## EXERCISE GOAL
Reproduce, exactly as they appear, the line containing "# test: put a marker on the wet" and every line after it, ending with the last line of the records.

## Items from a dataset
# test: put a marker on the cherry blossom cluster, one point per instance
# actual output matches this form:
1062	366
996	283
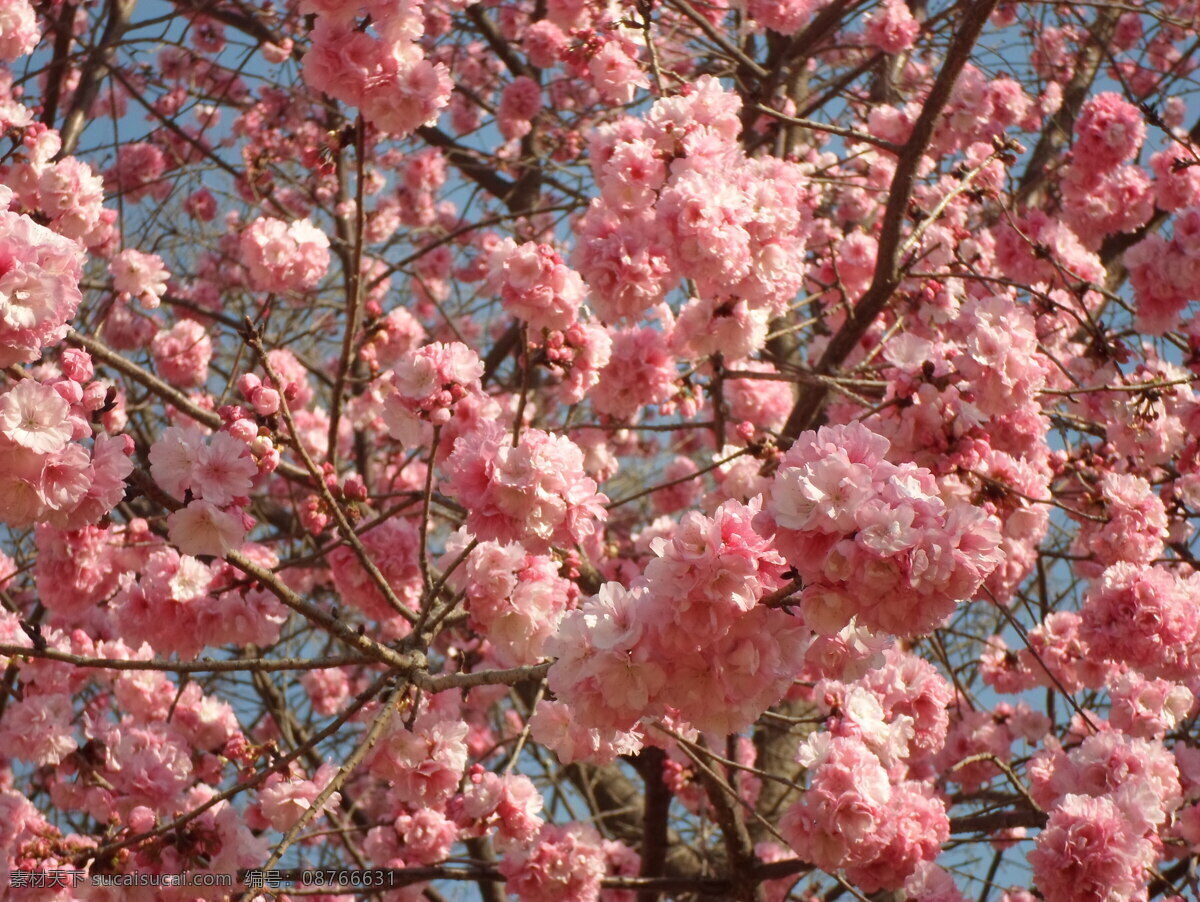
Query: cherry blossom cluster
283	257
427	384
689	630
385	76
874	540
681	200
533	491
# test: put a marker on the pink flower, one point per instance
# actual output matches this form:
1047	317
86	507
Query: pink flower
1089	851
35	416
1146	618
285	801
535	493
181	354
564	864
18	30
139	275
203	528
427	384
871	539
535	284
892	28
1108	132
615	74
285	257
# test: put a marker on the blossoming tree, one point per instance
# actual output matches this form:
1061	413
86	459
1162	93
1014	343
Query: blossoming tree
631	450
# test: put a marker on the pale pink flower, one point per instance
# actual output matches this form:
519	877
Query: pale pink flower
203	528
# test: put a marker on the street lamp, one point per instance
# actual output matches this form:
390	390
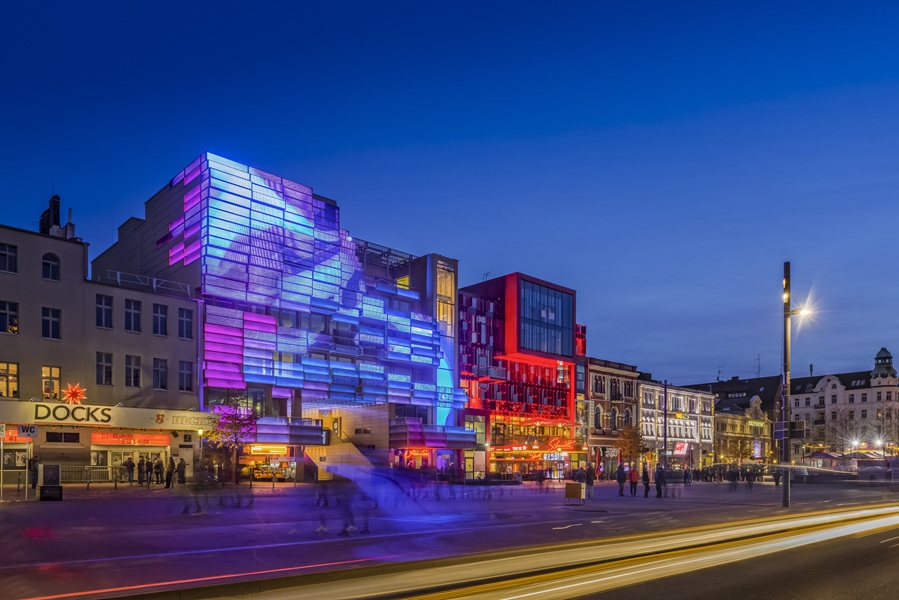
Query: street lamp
789	311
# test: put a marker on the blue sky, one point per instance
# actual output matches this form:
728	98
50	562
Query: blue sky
663	159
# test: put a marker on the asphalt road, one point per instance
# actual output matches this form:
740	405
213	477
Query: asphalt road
132	542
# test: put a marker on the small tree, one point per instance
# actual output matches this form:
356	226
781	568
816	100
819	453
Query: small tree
235	427
630	441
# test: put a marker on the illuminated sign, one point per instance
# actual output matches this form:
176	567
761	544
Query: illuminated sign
560	444
129	439
417	452
267	449
62	413
74	394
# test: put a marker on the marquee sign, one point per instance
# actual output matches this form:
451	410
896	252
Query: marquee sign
53	413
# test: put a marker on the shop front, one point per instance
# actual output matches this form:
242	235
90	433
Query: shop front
269	462
93	443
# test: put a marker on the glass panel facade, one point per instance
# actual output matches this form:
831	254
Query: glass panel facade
547	323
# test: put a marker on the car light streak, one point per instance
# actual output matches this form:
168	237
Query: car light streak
641	553
198	581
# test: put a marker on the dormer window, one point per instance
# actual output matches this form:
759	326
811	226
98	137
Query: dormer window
50	267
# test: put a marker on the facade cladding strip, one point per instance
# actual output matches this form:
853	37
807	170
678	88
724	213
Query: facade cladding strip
264	241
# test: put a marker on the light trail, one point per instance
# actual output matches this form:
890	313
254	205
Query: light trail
613	564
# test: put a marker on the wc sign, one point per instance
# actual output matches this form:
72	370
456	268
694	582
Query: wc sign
28	431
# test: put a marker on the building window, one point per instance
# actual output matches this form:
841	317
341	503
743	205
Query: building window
104	368
9	380
50	267
132	371
185	376
9	317
51	382
160	319
104	311
9	258
185	323
160	374
132	315
50	323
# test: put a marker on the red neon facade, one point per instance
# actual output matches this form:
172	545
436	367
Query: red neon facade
517	347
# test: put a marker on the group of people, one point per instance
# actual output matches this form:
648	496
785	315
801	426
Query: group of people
623	474
155	470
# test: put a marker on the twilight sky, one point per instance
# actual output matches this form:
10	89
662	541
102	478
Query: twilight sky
662	158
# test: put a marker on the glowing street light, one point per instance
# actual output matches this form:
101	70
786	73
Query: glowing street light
787	443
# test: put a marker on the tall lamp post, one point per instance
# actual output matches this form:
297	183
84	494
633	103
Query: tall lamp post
785	392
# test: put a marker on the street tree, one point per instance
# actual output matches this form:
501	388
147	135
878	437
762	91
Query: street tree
236	426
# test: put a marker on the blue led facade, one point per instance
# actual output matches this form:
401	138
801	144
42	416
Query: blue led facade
289	303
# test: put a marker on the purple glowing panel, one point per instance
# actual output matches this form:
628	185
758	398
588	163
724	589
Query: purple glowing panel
267	244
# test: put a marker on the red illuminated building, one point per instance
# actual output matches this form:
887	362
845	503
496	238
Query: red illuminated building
517	348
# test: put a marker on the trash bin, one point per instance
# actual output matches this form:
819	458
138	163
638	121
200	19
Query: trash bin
575	491
50	492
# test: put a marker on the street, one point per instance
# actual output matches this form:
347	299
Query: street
126	542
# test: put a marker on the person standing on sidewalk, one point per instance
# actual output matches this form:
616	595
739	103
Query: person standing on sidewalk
170	473
634	478
590	480
129	469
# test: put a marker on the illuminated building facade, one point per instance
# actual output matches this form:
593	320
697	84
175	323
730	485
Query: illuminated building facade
105	371
301	319
689	414
612	393
517	354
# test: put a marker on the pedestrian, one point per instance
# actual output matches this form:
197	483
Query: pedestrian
129	470
157	469
181	470
170	473
590	480
581	477
33	471
621	477
660	480
634	478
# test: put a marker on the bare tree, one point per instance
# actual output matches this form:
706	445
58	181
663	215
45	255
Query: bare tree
235	427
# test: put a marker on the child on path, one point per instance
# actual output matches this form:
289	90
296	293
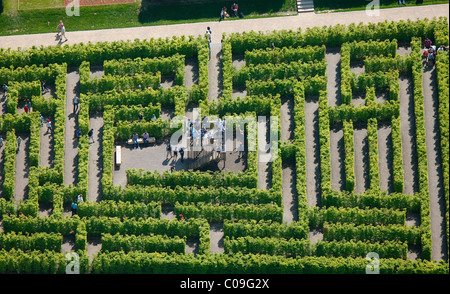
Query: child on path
49	125
169	151
63	33
19	140
75	104
91	135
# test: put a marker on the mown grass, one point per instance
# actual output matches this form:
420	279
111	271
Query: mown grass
351	5
131	15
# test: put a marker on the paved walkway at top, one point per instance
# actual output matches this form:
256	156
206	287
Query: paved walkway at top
262	24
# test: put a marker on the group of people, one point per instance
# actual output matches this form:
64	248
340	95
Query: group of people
234	12
430	52
61	31
74	205
175	151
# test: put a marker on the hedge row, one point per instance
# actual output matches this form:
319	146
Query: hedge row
285	55
298	70
334	36
301	248
155	243
372	233
120	83
265	228
355	215
371	199
349	155
163	263
442	62
30	242
190	178
372	137
167	195
97	53
421	149
119	209
36	262
218	213
173	65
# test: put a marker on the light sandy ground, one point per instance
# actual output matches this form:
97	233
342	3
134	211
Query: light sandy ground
264	24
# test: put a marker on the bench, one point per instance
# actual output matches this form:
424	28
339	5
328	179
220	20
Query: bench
118	155
141	141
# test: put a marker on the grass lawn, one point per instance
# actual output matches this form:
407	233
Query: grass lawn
39	4
141	13
349	5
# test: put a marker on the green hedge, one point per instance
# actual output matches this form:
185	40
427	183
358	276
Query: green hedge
119	209
301	248
442	62
220	212
29	242
372	233
167	195
190	178
155	243
97	53
163	263
355	215
265	228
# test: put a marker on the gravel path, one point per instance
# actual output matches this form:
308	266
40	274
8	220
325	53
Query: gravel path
191	74
95	158
361	157
302	20
22	168
435	181
71	143
312	146
385	157
215	72
337	151
2	165
287	120
216	237
47	154
289	193
408	131
264	167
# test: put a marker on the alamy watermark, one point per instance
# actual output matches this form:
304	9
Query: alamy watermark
227	134
73	267
373	267
373	8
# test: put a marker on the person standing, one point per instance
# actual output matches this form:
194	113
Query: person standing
74	208
75	104
169	151
182	154
135	140
19	140
175	153
91	135
44	87
5	90
49	125
63	32
60	26
234	10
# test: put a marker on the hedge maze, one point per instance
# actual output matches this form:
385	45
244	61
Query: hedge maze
293	213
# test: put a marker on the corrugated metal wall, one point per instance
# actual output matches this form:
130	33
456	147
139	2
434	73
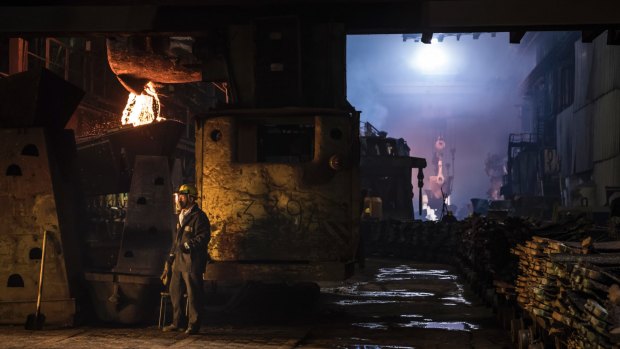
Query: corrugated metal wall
606	173
589	139
564	140
583	70
581	136
605	67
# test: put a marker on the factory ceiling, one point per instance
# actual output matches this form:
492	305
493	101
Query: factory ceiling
73	17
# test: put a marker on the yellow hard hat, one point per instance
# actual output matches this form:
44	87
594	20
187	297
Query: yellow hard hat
188	189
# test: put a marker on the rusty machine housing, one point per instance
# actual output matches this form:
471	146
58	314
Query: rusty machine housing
280	187
37	192
127	180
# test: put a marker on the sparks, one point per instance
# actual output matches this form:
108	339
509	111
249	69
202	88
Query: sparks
142	109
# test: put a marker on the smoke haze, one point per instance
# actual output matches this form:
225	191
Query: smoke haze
467	92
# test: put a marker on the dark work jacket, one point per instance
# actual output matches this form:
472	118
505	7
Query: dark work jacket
196	231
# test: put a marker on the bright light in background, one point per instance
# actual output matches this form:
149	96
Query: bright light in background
432	58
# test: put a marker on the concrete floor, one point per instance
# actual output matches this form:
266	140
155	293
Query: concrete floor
389	304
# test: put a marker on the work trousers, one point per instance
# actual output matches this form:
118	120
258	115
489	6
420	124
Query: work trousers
191	283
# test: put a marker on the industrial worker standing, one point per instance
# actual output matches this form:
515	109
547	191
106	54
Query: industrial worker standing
190	256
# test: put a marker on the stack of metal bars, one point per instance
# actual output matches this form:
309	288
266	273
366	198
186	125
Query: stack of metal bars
565	287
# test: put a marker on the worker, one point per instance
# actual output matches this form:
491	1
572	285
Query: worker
190	256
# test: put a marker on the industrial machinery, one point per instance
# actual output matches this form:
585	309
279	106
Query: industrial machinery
440	184
385	171
281	189
127	180
37	192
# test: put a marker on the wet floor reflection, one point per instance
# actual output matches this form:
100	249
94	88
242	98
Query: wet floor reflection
435	292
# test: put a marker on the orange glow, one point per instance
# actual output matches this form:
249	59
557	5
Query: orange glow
142	109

## ANSWER FOR THIS EXERCISE
# test: put a marker on the wet floor reflection, one point per instance
# actual output matches this form:
100	249
94	88
242	98
Query: wet floor reflection
435	292
# test: put a marker on the orange glow, one point per instance
# actual output matches this form:
249	59
557	5
Query: orange glow
142	109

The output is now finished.